■ **Selection**
============
The lower limit of the ratio of the average pitch (pitch) to the average outer diameter of the hollow fiber membrane 1 is preferably 1. The upper limit of the ratio of the average pitch to the average outer diameter of the hollow fiber membrane 1 is preferably 3/2, more preferably 7/5. If the ratio of the average pitch to the average outer diameter of the hollow fiber membranes 1 is less than the above lower limit, the hollow fiber membranes 1 will be arranged in a state of being pressed in the radial direction, and thus it is difficult to manufacture the membrane element 2. If the ratio of the average pitch to the average outer diameter of the hollow fiber membranes 1 exceeds the above upper limit, the density of the hollow fiber membranes 1 decreases, resulting in insufficient filtration efficiency.
The lower limit of the average outer diameter of the hollow fiber membrane 1 is preferably 1mm, more preferably 1.5mm, and even more preferably 2 mm. The upper limit of the average outer diameter of the hollow fiber membrane 1 is preferably 6mm, more preferably 5mm, and even more preferably 4 mm. If the average outer diameter of the hollow fiber membranes 1 is less than the above lower limit, the mechanical strength of the hollow fiber membranes 1 will be insufficient. If the average outer diameter of the hollow fiber membranes 1 exceeds the above upper limit, the flexibility of the hollow fiber membranes 1 will be insufficient, resulting in that the hollow fiber membranes 1 cannot be sufficiently vibrated and oscillated when the bubbles contact the hollow fiber membranes 1. As a result, the gap between the hollow fiber membranes 1 will not increase, and therefore the air bubbles will not be guided to the center of the bundle of hollow fiber membranes 1. In addition, the ratio of the surface area to the sectional area of the hollow fiber membrane 1 will be reduced, thus resulting in insufficient filtration efficiency.
============
■ **Work to do**
According to the hollow fiber membrane text, what goes wrong if the average outer diameter of the membranes is below the lower limit?
============
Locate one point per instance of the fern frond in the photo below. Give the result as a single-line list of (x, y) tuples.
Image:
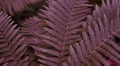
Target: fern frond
[(14, 6), (64, 18), (31, 29), (98, 45), (12, 47)]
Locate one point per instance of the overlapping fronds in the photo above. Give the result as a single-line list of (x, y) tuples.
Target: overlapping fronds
[(31, 29), (98, 43), (12, 47), (63, 18), (13, 6)]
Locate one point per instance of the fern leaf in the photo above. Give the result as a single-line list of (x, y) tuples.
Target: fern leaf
[(98, 45), (64, 18), (14, 6), (12, 47)]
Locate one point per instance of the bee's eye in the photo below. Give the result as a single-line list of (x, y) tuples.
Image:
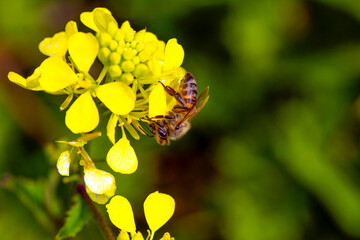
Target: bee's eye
[(162, 133)]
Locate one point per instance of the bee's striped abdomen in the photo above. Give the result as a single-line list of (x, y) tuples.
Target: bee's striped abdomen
[(188, 91)]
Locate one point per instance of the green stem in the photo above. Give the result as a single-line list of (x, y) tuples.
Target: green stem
[(98, 216)]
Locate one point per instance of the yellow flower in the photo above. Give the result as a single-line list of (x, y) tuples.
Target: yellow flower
[(83, 49), (31, 83), (98, 19), (121, 157), (63, 163), (174, 54), (121, 214), (167, 237), (158, 208), (57, 45), (157, 101), (83, 115), (100, 198), (56, 74), (100, 183), (116, 96)]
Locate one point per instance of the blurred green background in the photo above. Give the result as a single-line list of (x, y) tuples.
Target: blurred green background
[(273, 155)]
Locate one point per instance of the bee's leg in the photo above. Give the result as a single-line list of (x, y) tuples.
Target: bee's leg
[(179, 109), (143, 126), (174, 94), (162, 116)]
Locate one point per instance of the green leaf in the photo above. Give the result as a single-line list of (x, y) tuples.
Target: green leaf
[(77, 217)]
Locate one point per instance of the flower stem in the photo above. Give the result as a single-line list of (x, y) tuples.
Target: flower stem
[(98, 216)]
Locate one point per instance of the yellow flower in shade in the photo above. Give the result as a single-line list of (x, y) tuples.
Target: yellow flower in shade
[(121, 157), (63, 163), (100, 198), (100, 183), (117, 96), (56, 75), (121, 214), (157, 101), (31, 83), (137, 236), (83, 115), (158, 208), (57, 45), (83, 49), (167, 237)]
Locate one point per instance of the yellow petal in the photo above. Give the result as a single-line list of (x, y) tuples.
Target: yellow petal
[(83, 115), (71, 28), (100, 198), (122, 158), (98, 181), (121, 214), (87, 18), (110, 128), (63, 163), (55, 46), (174, 54), (157, 101), (83, 49), (17, 79), (158, 208), (123, 235), (137, 236), (117, 96), (56, 75), (31, 83)]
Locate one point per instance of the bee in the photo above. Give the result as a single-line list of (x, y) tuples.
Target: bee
[(176, 123)]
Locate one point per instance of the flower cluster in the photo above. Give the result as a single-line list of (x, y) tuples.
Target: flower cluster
[(158, 209), (126, 89)]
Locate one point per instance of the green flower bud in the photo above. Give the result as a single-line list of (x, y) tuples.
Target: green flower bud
[(104, 39), (111, 28), (129, 53), (123, 235), (140, 46), (114, 58), (140, 69), (120, 50), (150, 47), (113, 45), (140, 36), (115, 71), (127, 78), (129, 36), (144, 56), (119, 35), (104, 54), (136, 60), (127, 66)]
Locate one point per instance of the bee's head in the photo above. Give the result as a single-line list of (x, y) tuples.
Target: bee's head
[(160, 134)]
============
■ **Final answer**
The mechanical strength of the hollow fiber membranes will be insufficient.